Rows from a dataset:
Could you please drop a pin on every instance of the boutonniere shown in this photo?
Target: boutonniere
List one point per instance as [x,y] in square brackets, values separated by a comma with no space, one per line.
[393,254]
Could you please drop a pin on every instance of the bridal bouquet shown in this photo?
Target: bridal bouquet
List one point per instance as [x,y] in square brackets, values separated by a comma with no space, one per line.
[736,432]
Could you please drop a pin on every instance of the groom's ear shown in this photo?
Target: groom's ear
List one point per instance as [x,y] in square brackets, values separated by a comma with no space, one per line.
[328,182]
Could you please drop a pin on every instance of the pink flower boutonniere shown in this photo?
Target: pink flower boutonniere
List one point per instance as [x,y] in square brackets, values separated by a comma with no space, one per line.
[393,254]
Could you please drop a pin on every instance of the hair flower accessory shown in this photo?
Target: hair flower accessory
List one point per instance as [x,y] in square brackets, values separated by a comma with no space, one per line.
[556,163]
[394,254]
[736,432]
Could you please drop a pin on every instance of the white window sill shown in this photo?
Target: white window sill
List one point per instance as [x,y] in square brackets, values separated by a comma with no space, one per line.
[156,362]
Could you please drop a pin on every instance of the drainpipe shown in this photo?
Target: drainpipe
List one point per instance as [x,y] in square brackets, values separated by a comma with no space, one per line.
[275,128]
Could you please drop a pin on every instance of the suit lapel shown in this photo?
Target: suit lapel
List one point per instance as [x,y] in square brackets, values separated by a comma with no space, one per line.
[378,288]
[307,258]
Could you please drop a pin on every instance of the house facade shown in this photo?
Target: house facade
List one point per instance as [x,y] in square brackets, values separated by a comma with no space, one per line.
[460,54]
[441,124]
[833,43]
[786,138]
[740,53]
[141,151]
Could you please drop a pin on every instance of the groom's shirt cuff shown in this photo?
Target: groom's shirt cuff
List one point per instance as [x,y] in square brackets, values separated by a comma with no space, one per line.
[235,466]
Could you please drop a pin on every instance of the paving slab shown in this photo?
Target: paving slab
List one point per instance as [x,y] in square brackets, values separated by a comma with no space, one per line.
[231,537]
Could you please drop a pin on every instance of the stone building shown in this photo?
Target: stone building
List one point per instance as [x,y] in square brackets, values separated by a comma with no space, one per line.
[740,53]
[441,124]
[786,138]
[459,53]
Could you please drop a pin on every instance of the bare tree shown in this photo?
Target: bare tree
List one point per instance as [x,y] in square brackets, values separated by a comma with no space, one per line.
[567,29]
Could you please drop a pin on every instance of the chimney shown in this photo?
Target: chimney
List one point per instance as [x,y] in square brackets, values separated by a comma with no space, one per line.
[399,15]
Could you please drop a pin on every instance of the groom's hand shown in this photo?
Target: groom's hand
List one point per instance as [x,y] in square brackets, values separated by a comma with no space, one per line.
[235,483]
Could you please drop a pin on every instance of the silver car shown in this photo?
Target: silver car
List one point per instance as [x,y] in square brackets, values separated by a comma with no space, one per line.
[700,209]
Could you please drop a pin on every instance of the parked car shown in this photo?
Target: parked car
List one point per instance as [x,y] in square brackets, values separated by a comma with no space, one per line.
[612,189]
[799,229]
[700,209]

:: AIM ::
Copy out each line above, character for character.

:: EXERCISE SOLUTION ::
Could you please drop a pin on every instance of the boutonniere shown in this photo?
Target: boutonniere
List one point per instance as [x,y] in square brackets, values separated by a comma with no space, one per line.
[393,254]
Could you please drop a pin on every instance of the bridal bouquet shown in this photo?
Target: bridal bouquet
List one point per instance as [x,y] in square brackets, values separated by a comma with no space, one per line.
[736,432]
Could you please drop a pin on every instance of the groom's ear shown in this photo?
Target: groom's ear
List one point per instance as [x,y] in square brackets, values separated by a comma with no space, one per line.
[328,182]
Could you please drop a pin on every instance of the pink flower boutonniere shown in this photo?
Target: pink flower boutonniere
List one point per instance as [x,y] in square brackets, values separated by a comma with no space, one per line.
[393,254]
Could you please drop a pin on every instance of the hair flower accessory shown in this photo?
Target: hair flower accessory
List one point per instance as [x,y] in square brackets, values separated by a comma with no space, one per line.
[556,163]
[394,254]
[736,432]
Could you please drop a pin on every instance of the white window sill shown in this photo?
Target: white window sill
List one point per instance as [x,y] in square brackets, values separated by a comma with no space, one per line.
[156,362]
Could you please drop a pin on every instance of the drainpipe shown in this photo?
Target: drainpipe
List one point per instance as [x,y] in square brackets, values separated by a comma with no space, one per line.
[275,128]
Could you please drop a pin on every instance of the suit lapel shown in this photo?
Target: suit lapel
List one point per instance as [x,y] in square brackets, values separated by a comma with no space, one per line.
[378,288]
[307,258]
Could you please drop a pin on every instance of the house facade shown in this photo?
Target: house facade
List one point per instance as [x,y] in square brackets, values separated by a comma with no space, one per line.
[460,54]
[441,124]
[833,43]
[786,138]
[740,53]
[141,151]
Could you please drop a pin on every instance of the groom's shirt cuff shown in this photo?
Target: groom's shirt cuff
List one point per instance as [x,y] in square brackets, values separated by a comma with no space, one per line.
[235,466]
Could you please drop a pin on every instance of the paving slab shown in this photo?
Target: paving slab
List one point per instance as [x,y] in square brackets, values separated by a comma with no space, one per line.
[231,537]
Could you please drop a pin on every instance of the stone building shown in this photo?
Target: stone building
List one point per instance as [x,y] in square brackets, values separated by a comma with no space, one per line.
[740,53]
[441,124]
[786,138]
[459,53]
Could you please drop a pin on every instance of the bare tree shown in this photo?
Target: bare tree
List one point per instance as [x,y] in square brackets, values separated by a comma with no space, one per line.
[567,29]
Could you please drop a pin on every instance of the chimney shown in this photo?
Target: chimney
List one point per instance as [x,y] in square brackets, values separated by a comma with no space, one per line.
[399,15]
Could you please drop a pin on every instance of the groom's hand shown in this photo?
Target: groom's hand
List one point per instance as [x,y] in square brackets, values separated by a comma with no space, one per line.
[235,483]
Could you please drop a pin on every instance of the silver car shown in this photo?
Target: silver car
List one point per instance as [x,y] in square brackets, values separated by a comma with no space, one per line.
[700,209]
Could you please drop a pin on every instance of the parked car shown in this photo?
Target: parked car
List one point per instance as [x,y] in square brackets, values separated by a comma with no space, one per line.
[612,189]
[799,229]
[700,209]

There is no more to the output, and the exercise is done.